* Problem description
The expected output is every entry that follows, reproduced exactly.

Natural-language object grounding data
+ + + + +

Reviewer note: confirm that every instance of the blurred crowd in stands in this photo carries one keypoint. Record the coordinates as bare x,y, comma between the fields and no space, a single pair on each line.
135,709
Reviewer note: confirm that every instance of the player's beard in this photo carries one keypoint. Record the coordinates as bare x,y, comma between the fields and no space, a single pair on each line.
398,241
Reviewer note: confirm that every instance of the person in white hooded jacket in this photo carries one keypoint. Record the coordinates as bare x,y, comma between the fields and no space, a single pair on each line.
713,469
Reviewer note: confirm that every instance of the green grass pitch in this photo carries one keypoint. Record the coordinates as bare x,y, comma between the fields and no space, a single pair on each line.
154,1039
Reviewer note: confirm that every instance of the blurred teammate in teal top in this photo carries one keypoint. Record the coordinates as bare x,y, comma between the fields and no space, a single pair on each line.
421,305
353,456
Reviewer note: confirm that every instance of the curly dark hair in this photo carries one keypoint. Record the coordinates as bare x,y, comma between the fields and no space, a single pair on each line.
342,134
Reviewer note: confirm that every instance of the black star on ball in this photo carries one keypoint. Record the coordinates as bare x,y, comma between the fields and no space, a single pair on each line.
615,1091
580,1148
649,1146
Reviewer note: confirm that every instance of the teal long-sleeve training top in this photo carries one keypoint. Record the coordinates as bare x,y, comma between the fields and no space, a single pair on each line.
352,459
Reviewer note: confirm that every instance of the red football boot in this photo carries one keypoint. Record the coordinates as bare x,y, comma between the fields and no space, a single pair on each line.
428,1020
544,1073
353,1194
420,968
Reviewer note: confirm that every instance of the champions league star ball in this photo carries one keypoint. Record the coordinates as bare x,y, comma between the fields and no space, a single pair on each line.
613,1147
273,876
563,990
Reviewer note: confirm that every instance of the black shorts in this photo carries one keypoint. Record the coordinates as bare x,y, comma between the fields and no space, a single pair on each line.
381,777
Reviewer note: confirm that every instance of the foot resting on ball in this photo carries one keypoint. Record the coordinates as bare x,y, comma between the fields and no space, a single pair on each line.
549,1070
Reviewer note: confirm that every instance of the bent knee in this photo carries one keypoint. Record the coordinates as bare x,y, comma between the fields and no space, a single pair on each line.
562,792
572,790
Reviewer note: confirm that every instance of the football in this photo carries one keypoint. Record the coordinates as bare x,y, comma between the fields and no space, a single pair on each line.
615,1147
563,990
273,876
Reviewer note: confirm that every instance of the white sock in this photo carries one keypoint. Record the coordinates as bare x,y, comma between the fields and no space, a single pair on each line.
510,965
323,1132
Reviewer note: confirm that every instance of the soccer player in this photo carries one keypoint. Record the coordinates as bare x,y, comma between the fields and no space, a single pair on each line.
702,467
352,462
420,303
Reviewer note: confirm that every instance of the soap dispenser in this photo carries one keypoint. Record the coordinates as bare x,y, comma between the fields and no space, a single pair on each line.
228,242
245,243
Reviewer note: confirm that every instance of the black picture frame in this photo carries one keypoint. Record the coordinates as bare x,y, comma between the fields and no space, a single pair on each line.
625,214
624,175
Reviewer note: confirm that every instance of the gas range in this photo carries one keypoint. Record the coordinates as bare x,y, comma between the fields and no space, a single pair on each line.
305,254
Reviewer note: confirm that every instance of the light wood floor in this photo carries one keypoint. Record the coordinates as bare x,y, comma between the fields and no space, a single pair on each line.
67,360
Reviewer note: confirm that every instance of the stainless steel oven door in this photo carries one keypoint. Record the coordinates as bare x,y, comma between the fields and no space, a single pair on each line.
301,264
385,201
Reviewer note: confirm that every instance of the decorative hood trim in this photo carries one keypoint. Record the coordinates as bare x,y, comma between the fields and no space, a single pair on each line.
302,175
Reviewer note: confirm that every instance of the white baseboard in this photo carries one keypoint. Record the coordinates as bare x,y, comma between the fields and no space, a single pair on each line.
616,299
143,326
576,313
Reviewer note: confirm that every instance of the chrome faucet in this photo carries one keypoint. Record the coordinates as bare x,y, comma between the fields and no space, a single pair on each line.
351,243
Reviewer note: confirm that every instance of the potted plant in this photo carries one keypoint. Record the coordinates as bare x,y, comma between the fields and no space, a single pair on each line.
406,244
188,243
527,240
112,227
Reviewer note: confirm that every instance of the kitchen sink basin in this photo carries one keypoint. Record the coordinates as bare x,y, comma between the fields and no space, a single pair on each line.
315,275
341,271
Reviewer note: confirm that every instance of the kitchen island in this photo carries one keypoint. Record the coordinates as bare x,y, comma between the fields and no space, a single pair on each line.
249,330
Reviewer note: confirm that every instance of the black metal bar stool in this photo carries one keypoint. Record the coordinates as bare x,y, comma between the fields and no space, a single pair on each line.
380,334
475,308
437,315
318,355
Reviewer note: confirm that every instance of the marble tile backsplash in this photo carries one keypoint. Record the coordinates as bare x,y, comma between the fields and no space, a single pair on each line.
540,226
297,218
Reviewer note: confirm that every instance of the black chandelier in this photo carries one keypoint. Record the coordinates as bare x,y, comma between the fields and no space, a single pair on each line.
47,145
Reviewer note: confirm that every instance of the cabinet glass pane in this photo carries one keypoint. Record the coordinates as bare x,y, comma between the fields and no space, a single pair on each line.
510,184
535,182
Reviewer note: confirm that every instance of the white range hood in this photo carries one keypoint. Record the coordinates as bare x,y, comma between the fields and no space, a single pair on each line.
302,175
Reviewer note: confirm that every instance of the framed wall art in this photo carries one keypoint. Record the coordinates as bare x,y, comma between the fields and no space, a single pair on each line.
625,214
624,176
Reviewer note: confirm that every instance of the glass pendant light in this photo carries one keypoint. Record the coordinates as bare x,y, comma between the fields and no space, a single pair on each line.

+ + + + +

* Answer to the exercise
Reviewer note: confirm that every instance of the blurred crowd in stands in this photo carries one keypoint. Record the coordinates as bare x,y, comma between the fields and no space, a single pair on each line.
135,709
Reviewer note: confirm that every instance of the player's beard in this photo carries one keypoint. Record the coordinates as bare x,y, comma between the fields and no space, a single pair on each line.
398,241
Reviewer note: confirm that every instance of the person in white hooded jacket in this photo carries one keypoint. Record the coordinates as bare x,y, comma between the fields and no space, a single pair on each line.
713,469
Reviewer note: confirm that every instance of the green grass pitch in this photo carries one keypoint. Record the coordinates as bare x,y, comma between the fields and no space, a single pair on each line.
154,1039
Reviewer note: confirm that every instance of the blurred teammate in teal top in this photo carries one keypoint. Record the coordinates as bare x,y, comma between the fields and no space, a single pair on each line.
421,305
353,456
Reviewer note: confirm that every instance of the curly dark hair in this photo carries one keypoint. Record the coordinates as bare x,y, comma between the fields and no space, a single pair on each line.
342,134
Reviewer note: confirm that every instance of the black star on ball in this photo carries one keypoint. Record the coordinates as bare x,y, comma between the fields and no space, a single pair on each line.
615,1091
580,1148
649,1146
Reviewer note: confirm that every instance of the teal long-sleeve training top in this photo carries one keypoint. Record the coordinates as bare x,y, comma between the fields and no space, a single pair on each line.
352,459
Reviewer note: confirm that every instance of the red football boot in this photo carries one keypoint. Record the coordinates as bare x,y, comma between the fields and no space, a single pair on each line.
428,1020
544,1073
353,1194
420,968
Reviewer note: confirm that every instance of the champions league star ball in this photo carries one keypoint. Record the coordinates as bare x,y, comma between the fields and no space, a single pair on each line.
613,1147
273,876
563,990
Reviewer note: confirm that every instance of the black shorts in this photo carries one keypoint. Record the coordinates as bare x,y, comma between the fields and no space, a single pair on each line.
381,777
Reviewer note: confirm that every instance of the foot resting on ball in this photo carries one keypoint. Record the coordinates as bare x,y, comma between the fields and no space, a single pair on each line.
549,1070
Reviewer note: confirm that every instance of the bent knee in this photo carries one keypoint. Record the coordinates as bare x,y, comma between the fields and no space, a single pair on each line.
562,792
572,790
Reviewer note: confirm that every instance of the football in this photo carries one keypoint. Record the coordinates as bare x,y, comma between the fields and no space, a single pair on each line.
615,1147
563,990
273,876
Reviewer note: confirm that every instance of the white sock in this photo carries one keypoint. Record the coordinates as bare x,y, comma between the fields and no space, a single pair on each line.
510,965
323,1132
Reviewer note: confirm that every instance of the soccer player in this photo carries one keypoint. Record the coordinates as bare x,y, comma between the fields and no space, a single pair on each line.
702,467
352,462
420,303
Reviewer note: confirm that every instance of the soap dispenser in this photo carries one keypoint. Record the coordinates as bare x,y, comma between the fields and no space, a single pair on each line.
228,242
245,243
Reviewer note: confirm that every instance of the black picture frame in this photo carries one keypoint. Record the coordinates as bare x,y, comma between the fields and no space, a single pair on each line.
625,214
624,175
Reviewer note: confirm that every instance of the gas range in this photo carries one keypoint. Record the coordinates as bare x,y, comma between the fields and no space, a single pair on each line.
305,254
Reviewer note: confirm that every instance of the light wood floor in this photo carries one keypoint. Record the coordinates as bare x,y, comma between the fields and no space, a single pair on each line.
67,360
Reviewer note: confirm that every instance of the stainless steel oven door in this photo carries one keypoint. Record the coordinates as bare x,y, comma between the fields and no space, a single pair on each line.
301,264
385,201
Reviewer note: confirm that every instance of the decorative hood trim in this photo carries one keypoint. Record the coordinates as bare x,y, comma between the fields and no space, a single pair on each line.
302,175
Reviewer note: confirm that every instance of the white baseboard in this photo carries one keypoint. Record the coordinates as bare x,y, comma between the fields and no space, a single pair on each line.
616,299
143,326
576,313
Reviewer note: confirm that every instance of the chrome faucet in this photo carries one keypoint. Record the coordinates as bare x,y, comma between the fields and no space, a single pair on each line.
351,243
Reviewer note: confirm that every instance of the potted plant in this photo carries one keypoint. Record the coordinates as bare x,y, comma between the fields and no space, a single pair on each line.
406,244
188,243
527,240
112,227
Reviewer note: confirm that every instance of the kitchen sink basin in this photo carries one keypoint. Record the coordinates as bare x,y, comma between the fields and no space, a single pair on each line.
315,275
341,271
Reviewer note: confirm that every instance of the kitchen island in this photo carries one keypoint. Record the coordinates as bare x,y, comma between the fields and no space, a single pair on each line.
249,330
Reviewer note: confirm that every instance of the black metal bar stool in this photo carries one keypoint. Record the coordinates as bare x,y, comma between the fields and no space, a single pair on each line.
380,334
475,308
437,315
318,355
Reviewer note: confirm that every instance of the marble tile backsplash in this photo carries one keypoint. Record the coordinates as bare x,y, comma between the fields and no space, a single pair on each line.
540,226
297,218
Reviewer note: confirm that every instance of the black chandelier in this photo carries one keypoint. Record the coordinates as bare x,y, comma between the fields and no space, a single pair on each line.
47,145
Reviewer note: confirm that every instance of the cabinet glass pane in this photo carries one keypoint. Record the coordinates as bare x,y, comma between the fields and no space, a single pair on each line.
510,184
535,182
Reviewer note: confirm that every instance of the white range hood in this photo carries one keypoint. Record the coordinates as bare x,y, comma between the fields and no space, a single pair on each line.
302,175
Reviewer note: confirm that every instance of the framed wall art in this photo carries one keypoint. Record the coordinates as bare x,y, comma between the fields and no space, a single pair on each line.
625,214
624,176
Reviewer note: confirm that every instance of the glass pendant light in this photo carries one keypoint. Record the coordinates as bare x,y, comma between the fields and no space, a single pair on each line.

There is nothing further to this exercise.